# Exercise instructions
1. Name every person mentioned by name in the article on the JFK assassination records.
2. Rewrite the stretch of the JFK assassination records article from "In 2017, then-President" through "intensive one-year review.", substituting "delayed" for "postponed".

# Text block
______________________________
US National Archives releases documents related to JFK assassination

FRIDAY, DECEMBER 16, 2022

The US National Archives on Thursday released thousands of documents related to the 1963 assassination of then-President John F. Kennedy shortly after President Joe Biden issued an executive order authorizing the release that also kept hundreds of other sensitive records secret.

The release of 12,879 documents was not expected to include any new bombshells or change the conclusion reached by the commission led by Chief Justice Earl Warren that Lee Harvey Oswald, a former Marine and communist activist who had lived in the Soviet Union, acted alone. However, the latest cache will be useful for historians focusing on the events around the assassination.

Kennedy was shot and killed while riding in his motorcade through Dallas on Nov. 22, 1963, at the age of 46.

Thousands of books, articles, TV shows and films have explored the idea that Kennedy’s assassination was the result of an elaborate conspiracy. None have produced conclusive proof that Oswald - who was fatally shot by nightclub owner Jack Ruby two days after killing Kennedy - worked with anyone else, although they retain a powerful cultural currency.

Congress in 1992 had ordered that all remaining sealed files pertaining to the investigation into Kennedy’s death should be fully opened to the public through the National Archives in 25 years, by Oct. 26, 2017, except for those the president authorized for further withholding.

In 2017, then-President Donald Trump released a cache of records but decided to release the remaining documents on a rolling basis.

All of the remaining JFK files were originally supposed to have been released in October 2021. Biden postponed that planned release, citing delays caused by the Covid-19 pandemic, and announced they would be instead disclosed in two batches: one on Dec. 15, 2021, and another by Dec. 15, 2022, after undergoing an intensive one-year review.

With Thursday’s release, 95 % of the documents in the CIA’s JFK assassination records collection will have been released in their entirety, a CIA spokesperson said in a statement, and no documents will remain redacted or withheld in full after an "intensive one-year review" of all previously unreleased information.
______________________________
# Material supplied
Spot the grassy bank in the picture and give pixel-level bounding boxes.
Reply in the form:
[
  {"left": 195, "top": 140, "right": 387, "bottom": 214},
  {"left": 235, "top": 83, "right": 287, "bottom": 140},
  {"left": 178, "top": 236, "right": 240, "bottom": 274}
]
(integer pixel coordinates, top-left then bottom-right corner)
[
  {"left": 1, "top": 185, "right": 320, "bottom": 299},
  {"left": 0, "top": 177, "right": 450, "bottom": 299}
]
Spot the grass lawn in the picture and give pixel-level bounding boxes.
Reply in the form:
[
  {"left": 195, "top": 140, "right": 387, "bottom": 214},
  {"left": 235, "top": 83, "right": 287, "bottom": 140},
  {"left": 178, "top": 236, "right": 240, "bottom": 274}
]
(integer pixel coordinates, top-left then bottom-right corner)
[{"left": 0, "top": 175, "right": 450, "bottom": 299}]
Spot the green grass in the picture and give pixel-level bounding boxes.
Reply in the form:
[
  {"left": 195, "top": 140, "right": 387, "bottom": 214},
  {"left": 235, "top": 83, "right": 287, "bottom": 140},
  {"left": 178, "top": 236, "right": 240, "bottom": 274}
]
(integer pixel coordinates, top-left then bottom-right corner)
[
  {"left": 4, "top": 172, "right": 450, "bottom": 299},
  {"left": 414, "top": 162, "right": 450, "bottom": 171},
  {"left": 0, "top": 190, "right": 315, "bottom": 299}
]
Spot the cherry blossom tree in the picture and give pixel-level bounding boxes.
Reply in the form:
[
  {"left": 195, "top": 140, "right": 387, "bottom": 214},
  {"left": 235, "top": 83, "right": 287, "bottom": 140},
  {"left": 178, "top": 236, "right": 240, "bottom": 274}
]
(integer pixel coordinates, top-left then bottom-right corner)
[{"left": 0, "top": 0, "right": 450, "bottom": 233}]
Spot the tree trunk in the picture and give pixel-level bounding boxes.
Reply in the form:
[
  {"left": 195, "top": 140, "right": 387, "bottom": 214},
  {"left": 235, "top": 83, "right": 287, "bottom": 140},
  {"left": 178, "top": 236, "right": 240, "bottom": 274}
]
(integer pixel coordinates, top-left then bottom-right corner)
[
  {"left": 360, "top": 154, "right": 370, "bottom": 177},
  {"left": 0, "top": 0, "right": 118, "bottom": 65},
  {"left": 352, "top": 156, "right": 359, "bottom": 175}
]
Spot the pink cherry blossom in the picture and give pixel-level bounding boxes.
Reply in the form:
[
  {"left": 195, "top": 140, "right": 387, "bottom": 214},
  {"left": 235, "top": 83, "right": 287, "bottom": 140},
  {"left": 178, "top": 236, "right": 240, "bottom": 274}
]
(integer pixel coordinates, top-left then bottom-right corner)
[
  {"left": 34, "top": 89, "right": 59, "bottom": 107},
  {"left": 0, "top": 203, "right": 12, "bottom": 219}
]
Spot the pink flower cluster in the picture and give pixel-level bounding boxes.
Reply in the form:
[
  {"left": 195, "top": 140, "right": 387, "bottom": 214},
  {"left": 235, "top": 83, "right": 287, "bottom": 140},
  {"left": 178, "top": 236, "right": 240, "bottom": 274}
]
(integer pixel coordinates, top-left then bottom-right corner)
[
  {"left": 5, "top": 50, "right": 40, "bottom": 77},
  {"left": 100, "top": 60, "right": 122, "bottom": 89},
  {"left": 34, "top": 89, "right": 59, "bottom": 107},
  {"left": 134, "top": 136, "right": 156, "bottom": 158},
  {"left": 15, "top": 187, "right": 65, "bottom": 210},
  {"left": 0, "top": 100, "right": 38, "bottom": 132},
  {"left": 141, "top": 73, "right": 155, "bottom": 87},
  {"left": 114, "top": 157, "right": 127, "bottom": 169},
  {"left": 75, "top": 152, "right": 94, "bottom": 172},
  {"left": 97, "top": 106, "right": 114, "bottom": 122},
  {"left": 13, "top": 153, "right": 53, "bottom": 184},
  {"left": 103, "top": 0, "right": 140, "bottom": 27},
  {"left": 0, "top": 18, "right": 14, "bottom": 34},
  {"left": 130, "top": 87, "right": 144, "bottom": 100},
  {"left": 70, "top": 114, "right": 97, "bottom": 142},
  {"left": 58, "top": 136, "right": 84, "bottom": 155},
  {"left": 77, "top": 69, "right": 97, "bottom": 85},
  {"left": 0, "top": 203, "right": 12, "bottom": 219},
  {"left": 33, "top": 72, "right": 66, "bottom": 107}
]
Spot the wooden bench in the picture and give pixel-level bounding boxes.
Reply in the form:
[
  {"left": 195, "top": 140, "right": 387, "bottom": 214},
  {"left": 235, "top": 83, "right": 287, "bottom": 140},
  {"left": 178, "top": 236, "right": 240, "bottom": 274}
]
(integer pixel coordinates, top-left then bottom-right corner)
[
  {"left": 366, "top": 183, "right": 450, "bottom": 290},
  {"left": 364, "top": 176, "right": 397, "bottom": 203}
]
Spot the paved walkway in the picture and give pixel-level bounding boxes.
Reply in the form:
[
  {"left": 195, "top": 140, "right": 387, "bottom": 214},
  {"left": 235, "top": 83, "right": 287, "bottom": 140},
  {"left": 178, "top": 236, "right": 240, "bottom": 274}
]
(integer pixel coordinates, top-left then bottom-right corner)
______________________________
# Answers for this exercise
1. John F. Kennedy, Joe Biden, Earl Warren, Lee Harvey Oswald, Jack Ruby, Donald Trump

2.
In 2017, then-President Donald Trump released a cache of records but decided to release the remaining documents on a rolling basis.

All of the remaining JFK files were originally supposed to have been released in October 2021. Biden delayed that planned release, citing delays caused by the Covid-19 pandemic, and announced they would be instead disclosed in two batches: one on Dec. 15, 2021, and another by Dec. 15, 2022, after undergoing an intensive one-year review.